▸ **Stated task**:
Update the items below, replacing every "Output one object per instance" with "Return one object for each instance" and leaving everything else unchanged.

▸ **Data**:
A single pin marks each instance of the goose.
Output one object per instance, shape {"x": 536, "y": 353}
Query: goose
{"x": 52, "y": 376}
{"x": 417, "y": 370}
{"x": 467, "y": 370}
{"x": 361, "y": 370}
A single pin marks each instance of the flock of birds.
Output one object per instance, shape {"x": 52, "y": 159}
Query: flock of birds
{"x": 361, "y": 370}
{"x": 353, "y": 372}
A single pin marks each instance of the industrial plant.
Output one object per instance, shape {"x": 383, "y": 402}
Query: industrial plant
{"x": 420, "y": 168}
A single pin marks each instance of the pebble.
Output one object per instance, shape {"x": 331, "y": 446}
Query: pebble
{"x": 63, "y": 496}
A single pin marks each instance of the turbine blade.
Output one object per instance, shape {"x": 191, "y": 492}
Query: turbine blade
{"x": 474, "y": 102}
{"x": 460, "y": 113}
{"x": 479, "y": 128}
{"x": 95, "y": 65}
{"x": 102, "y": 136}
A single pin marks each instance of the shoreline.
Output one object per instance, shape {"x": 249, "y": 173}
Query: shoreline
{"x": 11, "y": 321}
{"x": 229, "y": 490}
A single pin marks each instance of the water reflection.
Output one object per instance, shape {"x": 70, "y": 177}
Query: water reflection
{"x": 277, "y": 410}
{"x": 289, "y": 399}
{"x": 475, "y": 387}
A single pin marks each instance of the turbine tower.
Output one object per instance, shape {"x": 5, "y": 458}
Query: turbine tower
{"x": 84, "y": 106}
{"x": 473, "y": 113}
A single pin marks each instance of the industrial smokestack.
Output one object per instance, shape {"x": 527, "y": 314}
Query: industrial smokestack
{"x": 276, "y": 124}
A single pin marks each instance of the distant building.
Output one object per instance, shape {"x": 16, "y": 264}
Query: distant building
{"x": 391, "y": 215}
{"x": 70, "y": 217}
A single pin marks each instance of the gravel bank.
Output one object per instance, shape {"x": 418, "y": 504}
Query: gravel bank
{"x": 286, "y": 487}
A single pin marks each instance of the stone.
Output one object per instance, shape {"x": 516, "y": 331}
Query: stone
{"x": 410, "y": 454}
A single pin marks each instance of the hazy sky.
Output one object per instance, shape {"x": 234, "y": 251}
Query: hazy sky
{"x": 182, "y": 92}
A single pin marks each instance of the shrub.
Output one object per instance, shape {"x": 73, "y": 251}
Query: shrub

▸ **Solution for this problem**:
A single pin marks each instance of the goose.
Return one object for each instance, shape {"x": 536, "y": 353}
Query: goose
{"x": 52, "y": 376}
{"x": 417, "y": 370}
{"x": 467, "y": 370}
{"x": 361, "y": 370}
A single pin marks each instance of the flock of birds.
Return one object for each instance, shape {"x": 52, "y": 159}
Query: flock of birds
{"x": 361, "y": 370}
{"x": 353, "y": 372}
A single pin marks each instance of the industrial plant.
Return one object for each instance, shape {"x": 383, "y": 402}
Query: industrial plant
{"x": 420, "y": 168}
A single pin marks each instance of the pebble.
Return one object for each instance, shape {"x": 331, "y": 446}
Query: pebble
{"x": 63, "y": 496}
A single pin marks each instance of the turbine blade.
Return one object for each instance, shape {"x": 191, "y": 492}
Query: turbine blade
{"x": 474, "y": 102}
{"x": 460, "y": 113}
{"x": 479, "y": 128}
{"x": 95, "y": 65}
{"x": 102, "y": 136}
A single pin marks each instance of the shoreline.
Return one object for each instance, shape {"x": 249, "y": 173}
Query: shoreline
{"x": 11, "y": 321}
{"x": 229, "y": 490}
A single pin marks each instance of the water reflection.
Return one object for each instance, shape {"x": 70, "y": 177}
Query: water reflection
{"x": 277, "y": 410}
{"x": 289, "y": 399}
{"x": 475, "y": 387}
A single pin marks each instance of the turbine tower.
Return one object for each instance, shape {"x": 5, "y": 458}
Query: turbine tower
{"x": 84, "y": 106}
{"x": 473, "y": 113}
A single pin marks each instance of the industrial smokestack.
Return one object for each instance, shape {"x": 527, "y": 314}
Query: industrial smokestack
{"x": 276, "y": 124}
A single pin marks each instance of the distant building.
Return one object for each instance, shape {"x": 16, "y": 264}
Query: distant building
{"x": 391, "y": 215}
{"x": 70, "y": 217}
A single pin marks each instance of the gravel bank.
Return one object for each instance, shape {"x": 418, "y": 504}
Query: gravel bank
{"x": 286, "y": 487}
A single pin marks each instance of the stone.
Return one object for each instance, shape {"x": 516, "y": 331}
Query: stone
{"x": 410, "y": 454}
A single pin marks each instance of the hazy sky.
Return one object for each instance, shape {"x": 234, "y": 251}
Query: hazy sky
{"x": 182, "y": 92}
A single pin marks each instance of the shrub.
Return one object for each instance, shape {"x": 73, "y": 251}
Query: shrub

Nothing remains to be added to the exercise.